◆ **Task prompt**
Nothing in the data should be altered when it is repeated in full.

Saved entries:
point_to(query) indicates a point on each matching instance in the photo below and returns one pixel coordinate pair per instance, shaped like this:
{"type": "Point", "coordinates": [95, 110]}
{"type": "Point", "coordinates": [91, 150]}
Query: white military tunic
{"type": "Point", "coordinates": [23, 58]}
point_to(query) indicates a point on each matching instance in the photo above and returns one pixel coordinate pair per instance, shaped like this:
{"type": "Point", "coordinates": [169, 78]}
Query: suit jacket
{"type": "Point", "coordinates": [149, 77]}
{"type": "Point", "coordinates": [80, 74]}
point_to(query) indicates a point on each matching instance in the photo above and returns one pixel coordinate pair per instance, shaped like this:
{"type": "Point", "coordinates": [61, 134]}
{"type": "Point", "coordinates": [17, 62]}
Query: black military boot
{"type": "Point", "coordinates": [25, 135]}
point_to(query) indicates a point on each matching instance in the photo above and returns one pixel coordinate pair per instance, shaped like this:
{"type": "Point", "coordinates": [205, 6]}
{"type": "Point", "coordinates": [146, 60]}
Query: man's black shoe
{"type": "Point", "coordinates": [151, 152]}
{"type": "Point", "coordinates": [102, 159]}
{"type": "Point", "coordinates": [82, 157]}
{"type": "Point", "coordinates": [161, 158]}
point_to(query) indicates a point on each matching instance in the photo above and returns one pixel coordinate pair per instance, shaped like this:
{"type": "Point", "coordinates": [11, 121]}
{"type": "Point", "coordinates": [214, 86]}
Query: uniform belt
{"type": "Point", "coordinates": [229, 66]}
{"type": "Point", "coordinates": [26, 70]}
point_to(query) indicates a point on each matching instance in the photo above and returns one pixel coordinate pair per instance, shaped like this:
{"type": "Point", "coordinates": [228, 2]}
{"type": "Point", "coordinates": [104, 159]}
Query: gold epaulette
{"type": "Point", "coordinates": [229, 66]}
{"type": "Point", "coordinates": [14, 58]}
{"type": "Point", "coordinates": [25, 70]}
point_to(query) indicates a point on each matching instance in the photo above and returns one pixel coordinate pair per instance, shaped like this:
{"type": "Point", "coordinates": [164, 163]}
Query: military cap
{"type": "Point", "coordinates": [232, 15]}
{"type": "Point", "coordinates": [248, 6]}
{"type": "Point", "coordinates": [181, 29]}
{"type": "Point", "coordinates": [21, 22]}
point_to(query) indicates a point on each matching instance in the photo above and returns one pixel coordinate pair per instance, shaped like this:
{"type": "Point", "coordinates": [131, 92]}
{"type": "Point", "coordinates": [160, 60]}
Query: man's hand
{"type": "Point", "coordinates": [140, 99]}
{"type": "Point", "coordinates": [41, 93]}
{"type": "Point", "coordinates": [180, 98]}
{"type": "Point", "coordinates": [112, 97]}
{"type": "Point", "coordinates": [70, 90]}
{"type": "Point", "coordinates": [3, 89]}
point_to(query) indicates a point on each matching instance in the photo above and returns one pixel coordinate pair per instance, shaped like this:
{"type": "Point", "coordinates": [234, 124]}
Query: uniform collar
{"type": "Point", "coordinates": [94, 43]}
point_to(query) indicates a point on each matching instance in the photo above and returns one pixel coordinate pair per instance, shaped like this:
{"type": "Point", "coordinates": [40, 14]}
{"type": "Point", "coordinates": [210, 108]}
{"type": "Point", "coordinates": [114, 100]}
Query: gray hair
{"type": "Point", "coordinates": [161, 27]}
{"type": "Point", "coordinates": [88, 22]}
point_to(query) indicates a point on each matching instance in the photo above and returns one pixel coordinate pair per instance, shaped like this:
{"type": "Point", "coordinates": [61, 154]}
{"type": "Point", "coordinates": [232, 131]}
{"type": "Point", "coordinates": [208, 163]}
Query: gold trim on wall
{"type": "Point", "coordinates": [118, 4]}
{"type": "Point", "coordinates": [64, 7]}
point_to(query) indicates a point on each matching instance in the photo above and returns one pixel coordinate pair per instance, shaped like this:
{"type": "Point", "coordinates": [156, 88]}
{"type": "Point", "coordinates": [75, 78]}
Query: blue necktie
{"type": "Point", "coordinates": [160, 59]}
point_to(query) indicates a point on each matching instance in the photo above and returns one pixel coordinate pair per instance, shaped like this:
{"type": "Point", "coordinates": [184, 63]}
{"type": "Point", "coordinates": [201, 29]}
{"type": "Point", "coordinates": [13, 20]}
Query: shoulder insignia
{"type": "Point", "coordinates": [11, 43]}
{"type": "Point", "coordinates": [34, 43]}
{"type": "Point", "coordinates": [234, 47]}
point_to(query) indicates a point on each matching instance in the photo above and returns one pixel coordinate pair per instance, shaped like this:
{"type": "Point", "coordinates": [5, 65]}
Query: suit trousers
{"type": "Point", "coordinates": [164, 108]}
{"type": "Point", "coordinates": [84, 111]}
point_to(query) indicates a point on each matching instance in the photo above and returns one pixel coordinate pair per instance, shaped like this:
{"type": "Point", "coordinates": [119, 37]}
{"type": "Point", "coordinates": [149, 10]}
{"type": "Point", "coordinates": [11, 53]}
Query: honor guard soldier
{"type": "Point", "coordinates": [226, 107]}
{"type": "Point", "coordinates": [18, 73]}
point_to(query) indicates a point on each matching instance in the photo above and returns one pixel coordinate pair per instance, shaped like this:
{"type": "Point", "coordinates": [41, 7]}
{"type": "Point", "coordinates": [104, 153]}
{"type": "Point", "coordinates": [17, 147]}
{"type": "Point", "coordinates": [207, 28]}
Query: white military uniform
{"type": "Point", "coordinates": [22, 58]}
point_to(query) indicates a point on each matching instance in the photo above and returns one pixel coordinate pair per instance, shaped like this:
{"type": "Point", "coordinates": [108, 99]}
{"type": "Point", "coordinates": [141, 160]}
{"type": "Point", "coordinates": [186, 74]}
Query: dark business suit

◆ **Exercise response**
point_to(query) indicates a point on each matching instance in the photo below and returns one pixel coordinate pair per instance, shaped like this:
{"type": "Point", "coordinates": [95, 110]}
{"type": "Point", "coordinates": [91, 150]}
Query: white military tunic
{"type": "Point", "coordinates": [23, 58]}
point_to(query) indicates a point on each matching instance in the photo above and returns one pixel coordinate pair per instance, shaped like this:
{"type": "Point", "coordinates": [169, 78]}
Query: suit jacket
{"type": "Point", "coordinates": [149, 77]}
{"type": "Point", "coordinates": [80, 74]}
point_to(query) indicates a point on each matching instance in the photo above and returns one pixel coordinate pair per instance, shaped like this:
{"type": "Point", "coordinates": [61, 134]}
{"type": "Point", "coordinates": [17, 62]}
Query: black military boot
{"type": "Point", "coordinates": [25, 135]}
point_to(query) indicates a point on each matching instance in the photo above and returns one pixel coordinate pair per instance, shaped like this:
{"type": "Point", "coordinates": [205, 6]}
{"type": "Point", "coordinates": [146, 60]}
Query: man's black shoe
{"type": "Point", "coordinates": [151, 152]}
{"type": "Point", "coordinates": [102, 159]}
{"type": "Point", "coordinates": [82, 157]}
{"type": "Point", "coordinates": [161, 158]}
point_to(query) indicates a point on each matching instance in the photo above and returns one pixel coordinate pair per instance, shaped like this:
{"type": "Point", "coordinates": [11, 121]}
{"type": "Point", "coordinates": [214, 86]}
Query: uniform belt
{"type": "Point", "coordinates": [229, 66]}
{"type": "Point", "coordinates": [26, 70]}
point_to(query) indicates a point on each matching instance in the photo above and returns one pixel coordinate pair per instance, shaped like this:
{"type": "Point", "coordinates": [228, 2]}
{"type": "Point", "coordinates": [104, 159]}
Query: gold epaulette
{"type": "Point", "coordinates": [229, 66]}
{"type": "Point", "coordinates": [14, 58]}
{"type": "Point", "coordinates": [25, 70]}
point_to(query) indicates a point on each matching instance in the photo above and returns one pixel coordinate pair per instance, shaped like this:
{"type": "Point", "coordinates": [164, 163]}
Query: military cap
{"type": "Point", "coordinates": [232, 15]}
{"type": "Point", "coordinates": [248, 6]}
{"type": "Point", "coordinates": [181, 29]}
{"type": "Point", "coordinates": [21, 22]}
point_to(query) indicates a point on each matching instance in the photo above and returns one pixel coordinate pair per instance, shaped like this:
{"type": "Point", "coordinates": [131, 92]}
{"type": "Point", "coordinates": [160, 60]}
Query: man's hand
{"type": "Point", "coordinates": [140, 99]}
{"type": "Point", "coordinates": [41, 93]}
{"type": "Point", "coordinates": [180, 98]}
{"type": "Point", "coordinates": [112, 97]}
{"type": "Point", "coordinates": [70, 90]}
{"type": "Point", "coordinates": [3, 89]}
point_to(query) indicates a point on each matching instance in the photo above and returns one pixel coordinate pair per instance, shaped like this:
{"type": "Point", "coordinates": [234, 124]}
Query: uniform collar
{"type": "Point", "coordinates": [94, 43]}
point_to(query) indicates a point on each matching instance in the photo above and returns one pixel coordinate pair per instance, shaped like this:
{"type": "Point", "coordinates": [40, 14]}
{"type": "Point", "coordinates": [210, 108]}
{"type": "Point", "coordinates": [114, 100]}
Query: gray hair
{"type": "Point", "coordinates": [161, 27]}
{"type": "Point", "coordinates": [88, 22]}
point_to(query) indicates a point on each matching instance in the photo above and returns one pixel coordinate pair per instance, shaped like this:
{"type": "Point", "coordinates": [61, 154]}
{"type": "Point", "coordinates": [232, 131]}
{"type": "Point", "coordinates": [208, 163]}
Query: gold trim on wall
{"type": "Point", "coordinates": [118, 4]}
{"type": "Point", "coordinates": [64, 7]}
point_to(query) indicates a point on each matching instance in the photo above and returns one pixel coordinate pair per instance, shaped like this:
{"type": "Point", "coordinates": [156, 88]}
{"type": "Point", "coordinates": [75, 78]}
Query: blue necktie
{"type": "Point", "coordinates": [160, 59]}
point_to(query) indicates a point on each matching instance in the photo above and returns one pixel coordinate pair per instance, shaped like this:
{"type": "Point", "coordinates": [184, 63]}
{"type": "Point", "coordinates": [201, 29]}
{"type": "Point", "coordinates": [13, 20]}
Query: shoulder insignia
{"type": "Point", "coordinates": [11, 43]}
{"type": "Point", "coordinates": [34, 43]}
{"type": "Point", "coordinates": [234, 47]}
point_to(query) indicates a point on each matching instance in the photo above and returns one pixel coordinate pair per instance, shaped like this:
{"type": "Point", "coordinates": [5, 65]}
Query: suit trousers
{"type": "Point", "coordinates": [164, 108]}
{"type": "Point", "coordinates": [84, 111]}
point_to(query) indicates a point on each matching instance in the photo above and returns one pixel coordinate pair per instance, shaped like this:
{"type": "Point", "coordinates": [119, 37]}
{"type": "Point", "coordinates": [149, 10]}
{"type": "Point", "coordinates": [11, 53]}
Query: honor guard soldier
{"type": "Point", "coordinates": [226, 107]}
{"type": "Point", "coordinates": [18, 73]}
point_to(query) indicates a point on each matching instance in the photo above and returns one pixel coordinate pair per instance, shaped like this:
{"type": "Point", "coordinates": [41, 7]}
{"type": "Point", "coordinates": [104, 153]}
{"type": "Point", "coordinates": [17, 147]}
{"type": "Point", "coordinates": [207, 28]}
Query: white military uniform
{"type": "Point", "coordinates": [22, 58]}
point_to(query) indicates a point on each matching instance in the photo above and returns one pixel coordinate pair per instance, shaped like this:
{"type": "Point", "coordinates": [108, 99]}
{"type": "Point", "coordinates": [141, 160]}
{"type": "Point", "coordinates": [186, 74]}
Query: dark business suit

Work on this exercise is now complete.